PROBLEM DETAILS —
Replace "photo" with "image" in the lines from the start of the records up to and including the line with "91 42 350 92", and write those lines out again with nothing else changed. Omit the pictures.

STORED ROWS —
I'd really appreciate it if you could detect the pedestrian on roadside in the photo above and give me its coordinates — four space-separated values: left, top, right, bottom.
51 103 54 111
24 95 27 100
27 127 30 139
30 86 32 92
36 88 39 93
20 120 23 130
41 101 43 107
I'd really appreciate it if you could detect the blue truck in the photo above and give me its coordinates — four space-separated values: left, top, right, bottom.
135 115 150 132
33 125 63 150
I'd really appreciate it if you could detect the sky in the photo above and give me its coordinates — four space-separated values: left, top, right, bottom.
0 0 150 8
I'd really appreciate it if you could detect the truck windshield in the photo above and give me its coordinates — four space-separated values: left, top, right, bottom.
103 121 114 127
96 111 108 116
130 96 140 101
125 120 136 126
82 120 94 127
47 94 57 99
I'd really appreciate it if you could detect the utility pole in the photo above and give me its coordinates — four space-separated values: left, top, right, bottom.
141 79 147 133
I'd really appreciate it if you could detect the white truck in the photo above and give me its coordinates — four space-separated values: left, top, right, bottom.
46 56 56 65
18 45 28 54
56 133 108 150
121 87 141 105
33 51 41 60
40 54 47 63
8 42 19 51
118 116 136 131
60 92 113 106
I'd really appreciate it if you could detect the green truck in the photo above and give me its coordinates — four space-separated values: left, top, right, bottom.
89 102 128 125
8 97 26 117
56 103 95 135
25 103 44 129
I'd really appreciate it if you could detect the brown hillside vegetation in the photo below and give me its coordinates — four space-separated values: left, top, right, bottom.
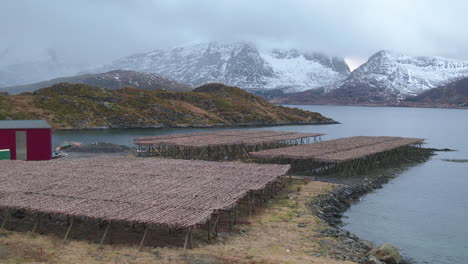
0 83 333 129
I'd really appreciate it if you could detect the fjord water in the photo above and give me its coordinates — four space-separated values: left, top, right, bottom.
53 106 468 264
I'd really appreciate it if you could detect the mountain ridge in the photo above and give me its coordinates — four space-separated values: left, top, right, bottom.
0 70 192 94
271 50 468 105
90 41 350 91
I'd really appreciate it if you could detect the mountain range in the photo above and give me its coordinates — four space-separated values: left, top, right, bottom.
0 42 468 105
0 70 192 94
273 50 468 105
91 42 350 92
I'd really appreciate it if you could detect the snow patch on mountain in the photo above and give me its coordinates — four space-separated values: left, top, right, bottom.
340 50 468 98
92 42 350 92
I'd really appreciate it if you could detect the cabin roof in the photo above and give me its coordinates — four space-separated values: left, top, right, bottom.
0 120 51 129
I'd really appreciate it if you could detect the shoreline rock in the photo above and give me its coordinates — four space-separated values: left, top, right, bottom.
54 120 340 131
310 149 433 264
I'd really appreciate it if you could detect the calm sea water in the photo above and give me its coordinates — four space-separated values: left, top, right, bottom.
53 106 468 264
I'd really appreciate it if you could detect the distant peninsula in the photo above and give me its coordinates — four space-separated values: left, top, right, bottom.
0 83 336 129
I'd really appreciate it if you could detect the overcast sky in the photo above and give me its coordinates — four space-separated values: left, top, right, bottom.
0 0 468 68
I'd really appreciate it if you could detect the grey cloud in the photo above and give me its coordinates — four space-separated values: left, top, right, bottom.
0 0 468 64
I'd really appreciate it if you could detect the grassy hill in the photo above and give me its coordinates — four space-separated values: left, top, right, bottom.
0 83 333 129
0 70 192 94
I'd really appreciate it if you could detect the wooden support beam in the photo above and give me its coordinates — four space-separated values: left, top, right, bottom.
138 225 150 251
0 209 10 229
62 217 75 245
99 223 111 248
184 227 192 250
30 213 42 235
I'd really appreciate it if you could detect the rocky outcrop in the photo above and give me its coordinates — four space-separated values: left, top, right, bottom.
0 70 192 94
310 149 433 264
90 41 350 93
366 243 401 264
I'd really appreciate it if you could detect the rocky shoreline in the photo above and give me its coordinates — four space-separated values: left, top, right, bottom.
310 149 433 264
54 120 340 131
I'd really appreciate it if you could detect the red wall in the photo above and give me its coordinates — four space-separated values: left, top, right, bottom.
0 129 16 159
26 129 52 160
0 129 52 160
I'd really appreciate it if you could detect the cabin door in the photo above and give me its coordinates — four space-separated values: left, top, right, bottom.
16 131 28 160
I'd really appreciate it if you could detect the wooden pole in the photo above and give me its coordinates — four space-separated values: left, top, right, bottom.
62 217 75 245
184 227 192 250
99 222 111 248
0 210 10 229
138 225 150 251
31 213 42 235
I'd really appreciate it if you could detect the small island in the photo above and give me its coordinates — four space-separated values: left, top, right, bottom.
0 83 336 129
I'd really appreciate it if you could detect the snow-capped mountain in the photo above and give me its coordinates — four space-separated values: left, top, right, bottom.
0 48 86 87
333 50 468 99
92 42 350 92
272 50 468 105
0 70 192 94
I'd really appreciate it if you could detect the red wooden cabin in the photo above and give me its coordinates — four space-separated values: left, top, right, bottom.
0 120 52 160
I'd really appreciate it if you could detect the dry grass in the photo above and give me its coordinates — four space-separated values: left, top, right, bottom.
0 157 289 228
250 136 424 163
0 182 351 264
134 130 322 147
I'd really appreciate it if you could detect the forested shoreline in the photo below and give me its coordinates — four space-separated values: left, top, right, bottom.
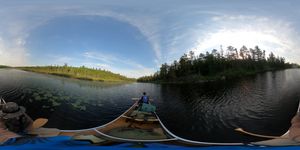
137 46 299 83
16 64 135 82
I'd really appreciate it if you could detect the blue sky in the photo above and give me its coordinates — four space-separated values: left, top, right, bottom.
0 0 300 77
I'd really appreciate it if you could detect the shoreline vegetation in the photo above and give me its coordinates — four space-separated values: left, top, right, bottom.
14 64 136 82
137 46 299 83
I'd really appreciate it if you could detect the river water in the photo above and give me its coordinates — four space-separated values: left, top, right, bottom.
0 69 300 142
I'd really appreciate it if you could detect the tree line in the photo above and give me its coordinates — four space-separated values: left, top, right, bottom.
18 64 135 81
137 46 293 82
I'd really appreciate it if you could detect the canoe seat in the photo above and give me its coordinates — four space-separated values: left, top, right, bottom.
72 135 106 144
122 115 158 122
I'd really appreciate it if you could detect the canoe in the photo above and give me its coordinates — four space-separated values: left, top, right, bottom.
55 102 244 146
248 101 300 146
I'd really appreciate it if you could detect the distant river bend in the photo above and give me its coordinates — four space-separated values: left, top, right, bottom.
0 69 300 142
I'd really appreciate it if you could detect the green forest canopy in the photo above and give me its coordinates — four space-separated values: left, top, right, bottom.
138 46 295 82
18 64 135 81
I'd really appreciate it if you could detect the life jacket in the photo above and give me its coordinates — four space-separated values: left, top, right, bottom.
142 95 149 103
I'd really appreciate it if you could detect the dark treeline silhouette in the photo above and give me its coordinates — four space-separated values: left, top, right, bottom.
138 46 293 82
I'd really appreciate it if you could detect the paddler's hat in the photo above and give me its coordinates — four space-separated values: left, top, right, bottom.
0 102 26 119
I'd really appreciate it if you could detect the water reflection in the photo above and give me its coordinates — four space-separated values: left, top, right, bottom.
0 69 300 142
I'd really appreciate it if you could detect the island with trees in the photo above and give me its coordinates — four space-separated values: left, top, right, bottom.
137 46 299 83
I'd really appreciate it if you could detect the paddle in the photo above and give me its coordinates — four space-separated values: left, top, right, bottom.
234 128 288 139
27 118 48 131
131 98 153 101
27 118 60 137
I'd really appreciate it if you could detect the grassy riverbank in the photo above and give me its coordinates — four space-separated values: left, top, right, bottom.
0 65 10 68
137 46 299 83
16 66 135 82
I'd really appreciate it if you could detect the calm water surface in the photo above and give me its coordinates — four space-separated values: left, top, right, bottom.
0 69 300 142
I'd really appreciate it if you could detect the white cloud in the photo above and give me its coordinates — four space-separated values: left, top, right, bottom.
83 51 155 78
190 15 300 63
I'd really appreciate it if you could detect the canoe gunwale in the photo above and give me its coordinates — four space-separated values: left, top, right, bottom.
60 102 245 146
60 103 136 132
94 129 177 143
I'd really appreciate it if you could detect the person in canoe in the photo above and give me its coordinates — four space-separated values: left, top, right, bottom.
138 92 150 106
137 92 156 112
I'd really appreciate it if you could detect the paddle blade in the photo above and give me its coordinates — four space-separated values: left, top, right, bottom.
32 118 48 129
234 128 244 131
27 128 60 137
72 135 106 144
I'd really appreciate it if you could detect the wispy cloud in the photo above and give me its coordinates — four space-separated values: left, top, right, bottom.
83 51 155 78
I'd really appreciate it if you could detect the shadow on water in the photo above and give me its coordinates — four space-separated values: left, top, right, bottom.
0 69 300 142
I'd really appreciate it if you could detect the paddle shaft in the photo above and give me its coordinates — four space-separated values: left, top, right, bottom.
235 128 287 139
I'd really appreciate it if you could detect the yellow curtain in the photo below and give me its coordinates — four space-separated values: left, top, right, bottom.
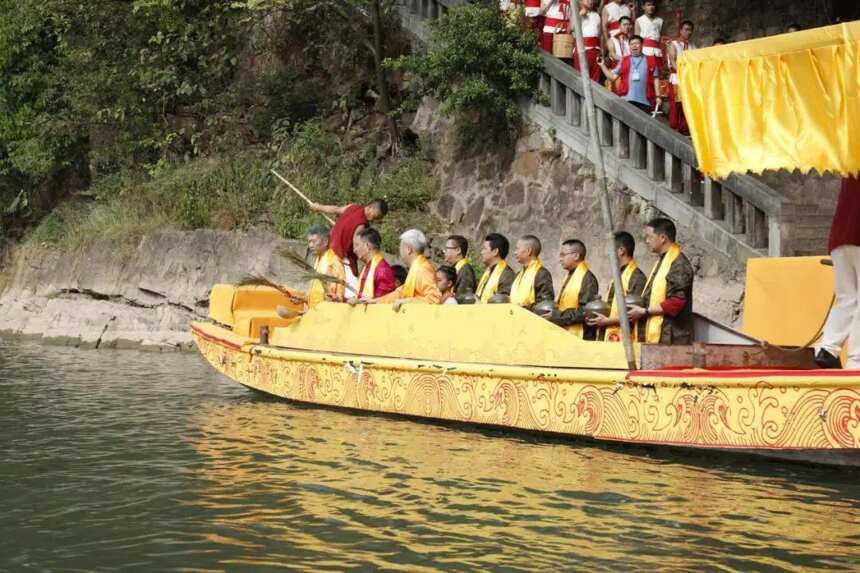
678 21 860 178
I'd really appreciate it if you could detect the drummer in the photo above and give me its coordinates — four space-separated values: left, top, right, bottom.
542 239 600 340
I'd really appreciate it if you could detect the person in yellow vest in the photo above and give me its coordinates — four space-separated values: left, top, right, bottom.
445 235 478 295
629 217 695 344
292 225 346 308
543 239 600 340
372 229 442 312
586 231 648 342
475 233 517 302
511 235 555 310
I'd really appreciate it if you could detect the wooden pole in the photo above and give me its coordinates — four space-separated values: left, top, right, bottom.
570 0 636 370
272 169 334 225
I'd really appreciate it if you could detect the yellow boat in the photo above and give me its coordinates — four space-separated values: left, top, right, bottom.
192 257 860 465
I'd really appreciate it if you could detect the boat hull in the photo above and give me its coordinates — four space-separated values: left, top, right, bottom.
192 324 860 466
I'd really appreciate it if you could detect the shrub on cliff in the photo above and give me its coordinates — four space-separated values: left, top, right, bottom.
389 5 543 150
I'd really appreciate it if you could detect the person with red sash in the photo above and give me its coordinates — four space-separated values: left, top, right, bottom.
627 217 695 345
633 0 663 58
573 0 602 82
349 228 396 304
601 0 633 46
666 20 696 135
600 36 663 113
310 199 388 288
541 0 570 54
815 177 860 369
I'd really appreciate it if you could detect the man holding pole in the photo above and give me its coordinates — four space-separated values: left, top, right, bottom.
308 199 388 288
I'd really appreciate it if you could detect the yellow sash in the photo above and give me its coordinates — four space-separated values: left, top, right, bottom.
604 261 639 342
400 255 432 298
511 259 543 306
308 249 343 308
645 243 681 344
558 261 588 338
476 261 508 302
359 253 383 298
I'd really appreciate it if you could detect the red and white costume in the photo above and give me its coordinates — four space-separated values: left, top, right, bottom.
573 12 602 82
604 2 632 38
636 14 663 58
541 0 570 53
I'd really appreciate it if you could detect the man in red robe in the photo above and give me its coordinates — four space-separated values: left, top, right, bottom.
815 177 860 369
310 199 388 286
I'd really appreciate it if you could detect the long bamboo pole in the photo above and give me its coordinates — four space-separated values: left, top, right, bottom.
570 0 636 370
271 169 334 225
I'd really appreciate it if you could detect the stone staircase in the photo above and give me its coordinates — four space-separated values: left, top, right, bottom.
399 0 834 261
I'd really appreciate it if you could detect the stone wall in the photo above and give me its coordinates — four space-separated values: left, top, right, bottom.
0 231 304 350
412 101 744 324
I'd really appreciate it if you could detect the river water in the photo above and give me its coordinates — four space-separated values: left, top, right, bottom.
0 340 860 572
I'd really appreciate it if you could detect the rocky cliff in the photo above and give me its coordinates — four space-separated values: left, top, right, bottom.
0 231 304 349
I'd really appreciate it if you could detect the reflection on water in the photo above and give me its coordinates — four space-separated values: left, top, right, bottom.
0 341 860 572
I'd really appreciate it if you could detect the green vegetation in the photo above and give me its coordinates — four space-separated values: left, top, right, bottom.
390 4 543 150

RESPONSE TO THIS TASK —
I'd really appreciate it if you could detect the pedestrian on roadside in the image above and give me its coordinates — four space-separated values: left, top, right, bottom.
51 103 54 111
24 95 27 100
27 127 30 139
30 86 32 92
36 88 39 93
20 120 23 130
41 101 43 107
I'd really appreciate it if you could detect the blue truck in the image above and give me its coordinates — four space-separated values: left, top, right, bottom.
135 115 150 132
33 125 63 150
I'd really appreciate it if you could detect the sky in the image above and give me its coordinates — four space-separated values: left, top, right, bottom.
0 0 150 8
I'd really appreciate it if you could detect the truck windshield in the image above and give me its coordinates — four space-separated values: left, top, right, bottom.
103 121 114 127
96 111 108 116
130 96 140 101
125 120 136 126
82 120 94 127
47 94 57 99
I'd really appreciate it if you could detect the utility pole in the image above and give me its coordinates — four space-separated values: left, top, right, bottom.
141 79 147 133
I'd really appreciate it if you could detect the white truck in the image above and give me its coordinates — four space-separated values: left, top, right, bottom.
46 56 56 65
18 45 28 54
56 133 108 150
121 87 141 105
33 51 41 60
40 54 47 63
8 42 19 51
118 116 136 131
60 92 113 106
I'd really appreciate it if you could detect the green truck in the image above and give me its coordinates — four space-separated values: left, top, right, bottom.
89 102 128 125
8 97 26 117
56 103 95 135
25 103 44 129
I'd really appreciate it if you could detect the brown hillside vegetation in the image below and give me its coordinates — four space-separated values: left, top, right, bottom.
0 83 333 129
I'd really appreciate it if you could detect the fjord water in the image above and give me its coordinates — four space-separated values: left, top, right, bottom.
53 106 468 264
I'd really appreciate it if you could detect the mountain ridge in the image above and give me its coordinates — four space-separated values: left, top, right, bottom.
0 70 192 94
271 50 468 105
90 41 350 91
I'd really appreciate it if you could detect the mountain range in the image above and give me its coordinates — four space-separated values: left, top, right, bottom.
0 42 468 105
0 70 192 94
273 50 468 105
91 42 350 92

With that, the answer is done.